*Assignment*
Leaving nothing out, print each line of the material exactly.

*Records shown*
Segment Open

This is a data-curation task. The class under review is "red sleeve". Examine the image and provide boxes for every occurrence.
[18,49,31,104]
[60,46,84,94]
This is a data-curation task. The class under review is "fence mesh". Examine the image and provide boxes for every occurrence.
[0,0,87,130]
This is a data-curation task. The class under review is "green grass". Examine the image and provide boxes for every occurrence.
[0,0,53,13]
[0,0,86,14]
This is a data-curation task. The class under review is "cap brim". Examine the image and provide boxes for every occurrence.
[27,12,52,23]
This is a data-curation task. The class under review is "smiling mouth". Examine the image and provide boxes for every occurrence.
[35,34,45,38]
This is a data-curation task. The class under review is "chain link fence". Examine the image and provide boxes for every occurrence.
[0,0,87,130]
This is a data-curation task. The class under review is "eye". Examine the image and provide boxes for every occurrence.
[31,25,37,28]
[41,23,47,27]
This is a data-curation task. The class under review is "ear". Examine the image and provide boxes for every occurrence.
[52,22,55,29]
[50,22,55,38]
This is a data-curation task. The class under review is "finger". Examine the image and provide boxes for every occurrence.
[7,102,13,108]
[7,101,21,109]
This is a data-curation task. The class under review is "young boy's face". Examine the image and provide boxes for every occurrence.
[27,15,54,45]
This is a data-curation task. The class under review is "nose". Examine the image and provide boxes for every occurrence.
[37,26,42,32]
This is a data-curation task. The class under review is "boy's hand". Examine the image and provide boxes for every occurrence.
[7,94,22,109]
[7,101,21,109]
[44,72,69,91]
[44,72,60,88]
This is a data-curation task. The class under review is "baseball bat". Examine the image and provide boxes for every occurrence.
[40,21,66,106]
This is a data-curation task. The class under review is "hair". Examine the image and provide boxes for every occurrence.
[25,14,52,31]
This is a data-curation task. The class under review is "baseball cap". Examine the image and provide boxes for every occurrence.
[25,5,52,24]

Segment Closed

*Exercise output*
This is a data-curation task. The class under review is "red sleeve". Examine the image and provide boxes for every occurrence.
[18,49,31,104]
[60,46,84,94]
This is a data-curation task. The class under review is "fence mesh". Examine the image and provide boxes for every occurrence.
[0,0,87,130]
This is a data-curation task. The class under review is "green grass". Examine the image and provide boxes for every occurrence.
[0,0,53,13]
[0,0,86,14]
This is a data-curation task. The class under review is "cap brim". Examine the image and provide boxes for every occurrence.
[27,12,52,23]
This is a data-curation task. The class under review is "smiling mouth". Examine the image and provide boxes for every occurrence.
[35,34,45,38]
This is a data-curation task. The class under review is "chain link fence". Examine the image and provide boxes for every occurrence.
[0,0,87,130]
This is a data-curation task. The class under review is "eye". Examine the image and provide boxes for every occurrence.
[31,25,37,28]
[41,23,47,27]
This is a data-curation task. The class under review is "ear". Examine the image and provide boxes for every occurrence.
[52,22,55,29]
[50,22,55,38]
This is a data-curation task. The class under review is "finger". Examine the image and provide boxes for every occurrence.
[7,102,13,108]
[7,101,21,109]
This is a data-curation task. The class under review is "young boy's face". Examine the image and provide boxes for every occurrence.
[27,15,54,45]
This is a data-curation task. The class under review is "nose". Examine the image and provide boxes for every occurrence.
[37,26,42,32]
This is a data-curation task. The class under review is "boy's hand". Examine the image and provide boxes for every occurrence.
[7,94,22,109]
[7,101,21,109]
[44,72,69,91]
[44,72,60,88]
This is a data-curation task. The class under review is "baseball bat". Examine the image and provide boxes for every occurrence.
[40,21,66,106]
This is a data-curation task. The class under review is "hair". Examine the image and provide boxes for every occurrence.
[25,14,52,31]
This is a data-curation task. The class under review is "baseball cap". Examine the image and provide boxes for every occurrence.
[25,5,52,24]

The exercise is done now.